- Work instructions
Rewrite the entries from the line containing "form [148, 69]." through the end of the entries, replacing "wooden pole" with "mooring pole" and leaving everything else unchanged.

◇ ◇ ◇ ◇ ◇

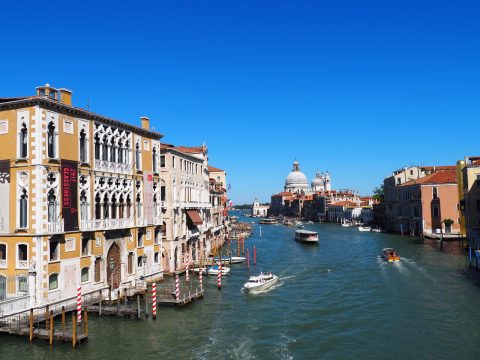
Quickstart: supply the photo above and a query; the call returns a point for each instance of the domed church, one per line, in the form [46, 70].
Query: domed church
[296, 182]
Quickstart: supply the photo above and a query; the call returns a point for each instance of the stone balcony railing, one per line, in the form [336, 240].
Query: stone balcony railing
[55, 227]
[102, 165]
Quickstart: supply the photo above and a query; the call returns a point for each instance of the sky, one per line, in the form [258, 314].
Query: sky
[358, 88]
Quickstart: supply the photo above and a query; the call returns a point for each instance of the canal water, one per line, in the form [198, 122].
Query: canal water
[334, 300]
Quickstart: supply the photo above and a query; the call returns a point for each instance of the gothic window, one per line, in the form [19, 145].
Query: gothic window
[98, 207]
[83, 206]
[97, 147]
[52, 206]
[23, 209]
[154, 159]
[51, 141]
[83, 146]
[23, 141]
[138, 164]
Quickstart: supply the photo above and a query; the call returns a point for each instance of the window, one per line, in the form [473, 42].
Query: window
[54, 250]
[98, 263]
[83, 146]
[85, 246]
[51, 146]
[23, 209]
[53, 282]
[84, 276]
[23, 141]
[130, 263]
[3, 255]
[22, 256]
[22, 282]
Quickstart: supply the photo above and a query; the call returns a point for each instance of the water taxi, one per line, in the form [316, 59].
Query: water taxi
[260, 283]
[268, 221]
[306, 236]
[364, 228]
[390, 255]
[212, 270]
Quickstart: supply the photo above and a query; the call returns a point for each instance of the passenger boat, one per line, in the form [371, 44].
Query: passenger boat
[306, 236]
[212, 270]
[390, 255]
[260, 283]
[268, 221]
[364, 228]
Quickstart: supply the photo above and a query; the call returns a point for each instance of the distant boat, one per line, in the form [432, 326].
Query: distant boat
[306, 236]
[259, 283]
[364, 228]
[268, 221]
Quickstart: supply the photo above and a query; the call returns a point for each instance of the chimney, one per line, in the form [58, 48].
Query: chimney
[145, 122]
[65, 96]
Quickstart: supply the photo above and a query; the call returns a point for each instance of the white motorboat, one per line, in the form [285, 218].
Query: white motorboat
[364, 228]
[306, 236]
[260, 283]
[212, 270]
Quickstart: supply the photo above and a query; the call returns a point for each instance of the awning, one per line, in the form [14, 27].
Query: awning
[195, 217]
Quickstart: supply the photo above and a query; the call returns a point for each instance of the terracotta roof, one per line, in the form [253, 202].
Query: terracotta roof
[438, 177]
[214, 169]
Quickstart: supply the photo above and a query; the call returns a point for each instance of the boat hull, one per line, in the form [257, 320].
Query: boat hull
[261, 287]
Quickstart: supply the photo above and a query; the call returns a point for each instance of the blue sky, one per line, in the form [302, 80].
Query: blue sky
[359, 88]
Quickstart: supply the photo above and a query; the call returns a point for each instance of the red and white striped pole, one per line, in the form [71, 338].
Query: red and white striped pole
[79, 304]
[177, 288]
[219, 278]
[154, 301]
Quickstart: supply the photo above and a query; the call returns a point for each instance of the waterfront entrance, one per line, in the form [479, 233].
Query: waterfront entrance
[113, 264]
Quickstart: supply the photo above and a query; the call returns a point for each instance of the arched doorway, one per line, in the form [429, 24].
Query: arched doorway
[114, 272]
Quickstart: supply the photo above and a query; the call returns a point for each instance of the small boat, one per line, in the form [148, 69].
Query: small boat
[260, 282]
[390, 255]
[268, 221]
[306, 236]
[364, 228]
[212, 270]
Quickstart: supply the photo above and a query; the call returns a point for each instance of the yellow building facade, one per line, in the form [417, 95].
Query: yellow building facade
[80, 200]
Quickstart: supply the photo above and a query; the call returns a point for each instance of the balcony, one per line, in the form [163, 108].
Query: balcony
[141, 221]
[113, 167]
[55, 227]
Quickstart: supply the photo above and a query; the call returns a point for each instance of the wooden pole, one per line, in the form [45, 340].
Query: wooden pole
[138, 307]
[31, 325]
[74, 329]
[85, 316]
[63, 320]
[51, 327]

◇ ◇ ◇ ◇ ◇

- Result for this exercise
Quickstart: supply the photo above and a query; the call returns a point for each instance of the small boat, one per line, in the form [148, 69].
Query: small boat
[260, 282]
[390, 255]
[268, 221]
[306, 236]
[364, 228]
[212, 270]
Quickstart: supply the photo above and a query; the call returns a point for each instance of the yellow building facade, one per line, in the form [417, 95].
Query: yellow building facade
[80, 200]
Quickstart: supply the photo above and a query; the call returns a point for each instance of the balcony, one per line, in the form [163, 108].
Query: balcony
[141, 221]
[113, 167]
[55, 227]
Quickstart: supply the photo above and a query; the call returns a point for each instance of the mooring pole, one per line, in the form [45, 340].
Query: mooring pole
[138, 307]
[31, 325]
[74, 329]
[85, 316]
[63, 320]
[51, 327]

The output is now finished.